── DATASET ENTRIES

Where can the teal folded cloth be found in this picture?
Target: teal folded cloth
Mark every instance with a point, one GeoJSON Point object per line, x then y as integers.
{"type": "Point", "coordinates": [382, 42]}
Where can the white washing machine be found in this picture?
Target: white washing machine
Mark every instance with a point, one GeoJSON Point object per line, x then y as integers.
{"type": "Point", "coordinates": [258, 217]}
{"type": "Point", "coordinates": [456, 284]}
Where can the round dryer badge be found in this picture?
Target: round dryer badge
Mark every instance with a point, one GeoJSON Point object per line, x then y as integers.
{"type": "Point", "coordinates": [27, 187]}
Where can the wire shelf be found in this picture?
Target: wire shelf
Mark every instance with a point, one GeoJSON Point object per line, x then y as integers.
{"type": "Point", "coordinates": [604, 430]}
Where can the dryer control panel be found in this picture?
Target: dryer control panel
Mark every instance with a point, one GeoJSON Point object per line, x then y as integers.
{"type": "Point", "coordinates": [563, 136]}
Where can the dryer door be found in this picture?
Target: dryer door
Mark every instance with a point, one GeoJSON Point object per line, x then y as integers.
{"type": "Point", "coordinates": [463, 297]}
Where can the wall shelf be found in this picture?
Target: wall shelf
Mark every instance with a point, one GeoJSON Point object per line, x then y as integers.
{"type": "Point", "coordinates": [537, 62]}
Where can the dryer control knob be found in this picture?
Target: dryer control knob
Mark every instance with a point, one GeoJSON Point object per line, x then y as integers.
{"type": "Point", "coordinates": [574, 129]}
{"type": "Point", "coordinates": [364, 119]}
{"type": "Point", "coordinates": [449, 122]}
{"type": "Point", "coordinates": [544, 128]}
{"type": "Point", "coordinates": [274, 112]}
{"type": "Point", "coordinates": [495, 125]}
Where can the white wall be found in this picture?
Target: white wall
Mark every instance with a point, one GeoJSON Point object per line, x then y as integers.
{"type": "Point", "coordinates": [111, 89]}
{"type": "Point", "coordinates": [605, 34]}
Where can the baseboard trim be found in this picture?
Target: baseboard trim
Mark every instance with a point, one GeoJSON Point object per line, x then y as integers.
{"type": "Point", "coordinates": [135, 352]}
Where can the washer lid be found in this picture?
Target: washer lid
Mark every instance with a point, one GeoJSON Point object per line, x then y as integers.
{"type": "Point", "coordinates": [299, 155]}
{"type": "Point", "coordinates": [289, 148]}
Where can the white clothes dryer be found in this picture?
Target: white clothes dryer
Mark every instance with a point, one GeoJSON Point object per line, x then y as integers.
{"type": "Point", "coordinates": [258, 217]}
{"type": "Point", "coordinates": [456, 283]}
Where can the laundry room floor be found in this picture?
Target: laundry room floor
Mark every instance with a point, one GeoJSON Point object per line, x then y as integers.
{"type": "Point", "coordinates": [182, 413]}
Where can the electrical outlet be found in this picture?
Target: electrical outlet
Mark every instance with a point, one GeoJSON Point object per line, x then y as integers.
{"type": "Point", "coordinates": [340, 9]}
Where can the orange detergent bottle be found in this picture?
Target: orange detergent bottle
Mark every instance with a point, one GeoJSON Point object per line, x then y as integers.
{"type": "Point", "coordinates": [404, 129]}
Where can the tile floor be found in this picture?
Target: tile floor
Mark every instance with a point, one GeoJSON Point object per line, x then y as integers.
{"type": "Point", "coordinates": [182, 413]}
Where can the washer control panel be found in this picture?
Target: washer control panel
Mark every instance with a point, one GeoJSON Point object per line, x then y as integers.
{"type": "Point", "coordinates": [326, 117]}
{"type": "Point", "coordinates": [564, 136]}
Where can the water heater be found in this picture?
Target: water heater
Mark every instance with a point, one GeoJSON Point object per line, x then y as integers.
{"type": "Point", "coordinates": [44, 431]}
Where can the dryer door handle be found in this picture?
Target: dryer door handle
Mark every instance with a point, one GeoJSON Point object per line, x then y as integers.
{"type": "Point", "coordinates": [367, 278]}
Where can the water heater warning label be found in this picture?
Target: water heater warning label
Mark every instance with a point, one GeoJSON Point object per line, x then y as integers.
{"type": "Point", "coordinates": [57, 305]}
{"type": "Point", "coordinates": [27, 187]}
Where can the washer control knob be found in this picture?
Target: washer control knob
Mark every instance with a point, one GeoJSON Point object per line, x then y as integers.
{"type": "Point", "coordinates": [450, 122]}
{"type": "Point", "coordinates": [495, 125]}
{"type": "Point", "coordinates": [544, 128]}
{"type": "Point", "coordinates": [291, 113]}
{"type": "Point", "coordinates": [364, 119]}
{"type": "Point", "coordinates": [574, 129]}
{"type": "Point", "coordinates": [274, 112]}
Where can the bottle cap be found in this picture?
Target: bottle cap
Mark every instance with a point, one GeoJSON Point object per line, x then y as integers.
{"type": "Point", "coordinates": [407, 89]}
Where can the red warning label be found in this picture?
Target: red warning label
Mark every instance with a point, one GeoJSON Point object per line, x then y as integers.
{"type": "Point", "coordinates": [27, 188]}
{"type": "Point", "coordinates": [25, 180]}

────

→ WHAT TO PRODUCE
Lines containing the word "wall" are to be located in the entries and copied.

→ EXERCISE SOLUTION
Where can the wall shelf be found in this picture?
Target: wall shelf
Where can the white wall be found in this picture?
Target: white wall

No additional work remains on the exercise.